─── Extrait du document

Année après année, les limitations sur l'instruction en famille ont grandi en France... Un coup de massue a été porté avec les demandes d'autorisation. Pour obtenir l'autorisation, plus de familles se sont tournées vers des cours par correspondance, un modèle d'école à la maison, une réponse adaptée à certains, un modèle qui ne convient pas à d'autres (ici aussi nous avons tenté : les mêmes problèmes qu'avec le système scolaire se présentaient). Le choix de cours par correspondance n'a rien garanti. Il y a eu tellement de refus scandaleux, parfois même pour des enfants en grande souffrance... comme si les enfants ne comptaient plus et que seul un modèle devait primer. Pourtant lorsqu'un emploi ne convient pas, on peut en changer... Pourquoi est-ce que ce serait différent pour les enfants ? Je ne parviens toujours pas à comprendre comment "l'intérêt supérieur de l'enfant" a ainsi pu être mis de côté...

Bref, je m'égare. 
Les peurs ont grandi chez les familles sans école...
J'ai rédigé ces rapports pour que les familles multiplient les chances d'un rapport positif car face aux abus de cet été, difficile d'être sereins face aux contrôles. Pour ma part, je suis plutôt optimiste de nature donc j'ose croire que la majorité des personnes en charge du contrôle seront des personnes ouvertes et qui réaliseront consciencieusement leur travail, respectant la loi
Dans le doute, j'ai tout de même réalisé ces rapports alors qu'un des fondements de notre univers est d'offrir beaucoup pour avoir le choix !

──────
─── Données fournies

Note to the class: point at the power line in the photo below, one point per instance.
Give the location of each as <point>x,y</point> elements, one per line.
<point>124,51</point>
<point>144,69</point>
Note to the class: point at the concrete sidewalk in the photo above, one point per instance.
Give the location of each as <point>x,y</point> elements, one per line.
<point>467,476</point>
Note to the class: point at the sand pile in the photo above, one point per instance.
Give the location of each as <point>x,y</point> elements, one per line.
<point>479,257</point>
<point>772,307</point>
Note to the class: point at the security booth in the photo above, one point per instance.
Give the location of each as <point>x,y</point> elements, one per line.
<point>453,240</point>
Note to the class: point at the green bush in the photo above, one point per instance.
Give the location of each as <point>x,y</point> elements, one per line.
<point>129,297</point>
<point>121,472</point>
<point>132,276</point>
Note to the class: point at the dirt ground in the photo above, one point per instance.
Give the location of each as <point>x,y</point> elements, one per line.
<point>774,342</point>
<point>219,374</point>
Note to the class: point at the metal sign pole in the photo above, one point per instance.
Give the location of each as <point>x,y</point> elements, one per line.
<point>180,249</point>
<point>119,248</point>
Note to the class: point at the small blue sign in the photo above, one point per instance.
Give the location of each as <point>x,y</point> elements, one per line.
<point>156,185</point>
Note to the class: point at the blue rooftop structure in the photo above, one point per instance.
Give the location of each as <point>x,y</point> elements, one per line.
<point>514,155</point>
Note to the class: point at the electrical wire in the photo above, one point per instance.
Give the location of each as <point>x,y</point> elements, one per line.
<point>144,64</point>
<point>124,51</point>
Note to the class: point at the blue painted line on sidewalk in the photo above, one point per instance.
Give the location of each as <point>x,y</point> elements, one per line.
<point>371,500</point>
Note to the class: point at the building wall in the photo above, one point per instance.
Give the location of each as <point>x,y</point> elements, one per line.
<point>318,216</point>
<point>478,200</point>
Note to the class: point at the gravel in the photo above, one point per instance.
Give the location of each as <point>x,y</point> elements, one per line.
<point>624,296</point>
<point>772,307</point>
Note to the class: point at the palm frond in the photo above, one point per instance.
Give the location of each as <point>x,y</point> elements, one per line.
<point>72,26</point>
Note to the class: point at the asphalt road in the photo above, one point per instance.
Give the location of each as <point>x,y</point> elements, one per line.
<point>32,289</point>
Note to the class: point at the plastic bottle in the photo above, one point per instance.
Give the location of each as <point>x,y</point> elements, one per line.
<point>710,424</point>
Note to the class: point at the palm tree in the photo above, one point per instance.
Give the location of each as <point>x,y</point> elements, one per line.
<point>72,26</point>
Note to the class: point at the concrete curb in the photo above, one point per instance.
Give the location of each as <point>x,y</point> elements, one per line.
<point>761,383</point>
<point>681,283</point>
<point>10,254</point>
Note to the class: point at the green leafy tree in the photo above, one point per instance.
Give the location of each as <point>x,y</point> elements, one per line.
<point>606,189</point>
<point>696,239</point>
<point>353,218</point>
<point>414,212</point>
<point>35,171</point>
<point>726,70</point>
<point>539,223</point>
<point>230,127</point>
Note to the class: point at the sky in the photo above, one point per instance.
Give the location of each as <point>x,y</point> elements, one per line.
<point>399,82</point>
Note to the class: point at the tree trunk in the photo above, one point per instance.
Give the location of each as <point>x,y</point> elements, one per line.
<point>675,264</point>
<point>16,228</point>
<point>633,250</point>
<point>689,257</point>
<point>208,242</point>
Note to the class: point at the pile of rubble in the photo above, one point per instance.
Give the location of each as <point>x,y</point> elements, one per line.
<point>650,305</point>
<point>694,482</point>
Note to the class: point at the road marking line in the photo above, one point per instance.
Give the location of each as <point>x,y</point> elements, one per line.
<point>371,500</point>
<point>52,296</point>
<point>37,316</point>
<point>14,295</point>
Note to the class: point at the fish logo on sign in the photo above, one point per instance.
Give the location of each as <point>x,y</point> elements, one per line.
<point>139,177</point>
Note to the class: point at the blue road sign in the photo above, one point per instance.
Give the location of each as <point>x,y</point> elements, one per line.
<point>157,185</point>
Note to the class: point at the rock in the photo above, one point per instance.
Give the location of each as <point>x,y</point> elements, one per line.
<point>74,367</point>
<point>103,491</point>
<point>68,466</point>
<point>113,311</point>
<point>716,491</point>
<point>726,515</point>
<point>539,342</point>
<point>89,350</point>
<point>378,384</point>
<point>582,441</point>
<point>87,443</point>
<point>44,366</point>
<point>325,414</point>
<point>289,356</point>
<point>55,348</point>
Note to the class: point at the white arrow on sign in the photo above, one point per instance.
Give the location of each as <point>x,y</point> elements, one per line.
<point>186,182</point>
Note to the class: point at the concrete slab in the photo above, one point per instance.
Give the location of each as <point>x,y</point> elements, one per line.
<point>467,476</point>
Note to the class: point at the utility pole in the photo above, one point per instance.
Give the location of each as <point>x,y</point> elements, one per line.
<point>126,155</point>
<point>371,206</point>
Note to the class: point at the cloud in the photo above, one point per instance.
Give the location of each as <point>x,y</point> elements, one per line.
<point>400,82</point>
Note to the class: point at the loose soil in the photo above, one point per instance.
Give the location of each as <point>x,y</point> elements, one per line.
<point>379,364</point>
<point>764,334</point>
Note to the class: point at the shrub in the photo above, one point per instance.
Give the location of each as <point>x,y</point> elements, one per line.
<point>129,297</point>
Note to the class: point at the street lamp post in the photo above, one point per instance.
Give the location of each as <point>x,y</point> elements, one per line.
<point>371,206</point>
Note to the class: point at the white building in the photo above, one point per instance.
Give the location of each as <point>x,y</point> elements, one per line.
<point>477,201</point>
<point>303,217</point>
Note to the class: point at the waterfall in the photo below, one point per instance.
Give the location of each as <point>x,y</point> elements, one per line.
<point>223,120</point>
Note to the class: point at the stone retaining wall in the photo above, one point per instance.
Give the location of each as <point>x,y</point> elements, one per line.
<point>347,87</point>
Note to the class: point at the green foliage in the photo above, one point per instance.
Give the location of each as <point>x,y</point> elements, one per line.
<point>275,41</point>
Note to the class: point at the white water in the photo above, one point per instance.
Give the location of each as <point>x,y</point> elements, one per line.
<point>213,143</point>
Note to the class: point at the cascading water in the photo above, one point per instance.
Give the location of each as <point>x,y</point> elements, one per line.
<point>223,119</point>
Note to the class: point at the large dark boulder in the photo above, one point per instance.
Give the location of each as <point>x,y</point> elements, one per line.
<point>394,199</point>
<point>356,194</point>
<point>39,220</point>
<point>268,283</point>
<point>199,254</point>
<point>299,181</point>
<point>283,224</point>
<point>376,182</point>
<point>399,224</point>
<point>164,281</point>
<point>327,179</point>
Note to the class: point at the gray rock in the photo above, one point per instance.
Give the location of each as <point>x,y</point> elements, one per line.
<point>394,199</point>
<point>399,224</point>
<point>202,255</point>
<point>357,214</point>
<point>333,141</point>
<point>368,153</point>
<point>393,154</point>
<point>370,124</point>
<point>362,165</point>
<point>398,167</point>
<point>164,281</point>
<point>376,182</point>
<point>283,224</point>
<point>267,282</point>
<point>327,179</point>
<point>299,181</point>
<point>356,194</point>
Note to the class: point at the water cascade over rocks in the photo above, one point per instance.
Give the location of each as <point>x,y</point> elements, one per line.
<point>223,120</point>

──────

# Consigne
Reprenez le texte sur l'instruction en famille après sa dernière phrase et poursuivez-le dans le même ton.

# Réponse à la consigne
Le droit d'apprendre à son rythme, le choix de suivre ses intérêts, le droit de nourrir sa curiosité. 
Je me suis souvenue de ces listes interminables que je réalisais au début de l'instruction en famille. Ces listes qui sont rapidement devenues obsolètes. L'instruction en famille vécue au rythme de l'enfant, ce n'est pas une liste, pas un pronostic, c'est la vie. 
Jour après jour. 
Avec des écarts au planning. 
Avancer parfois plus vite, parfois autrement, parfois plus lentement. 
Simplement grandir et vivre. 
Simplement apprendre à son rythme unique.
Alors demain, j'ajouterai un mot en plus de nos rapports pour préciser ça et soutenir encore plus les familles qui voudront le joindre. 
Pour redonner ses droits à l'instruction en famille*.
Pour ne pas oublier pourquoi bien des familles choisissent l'instruction en famille : pour leur enfant.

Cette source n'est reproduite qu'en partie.